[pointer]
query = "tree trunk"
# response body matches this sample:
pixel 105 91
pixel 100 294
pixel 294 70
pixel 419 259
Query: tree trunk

══════════════════════════════

**WORK TO COMPLETE**
Copy exactly the lines from the one containing "# response body" through the last line of the records, both included, and nothing else.

**ANSWER TO THIS TASK**
# response body matches this sample:
pixel 105 91
pixel 100 294
pixel 294 70
pixel 419 259
Query: tree trunk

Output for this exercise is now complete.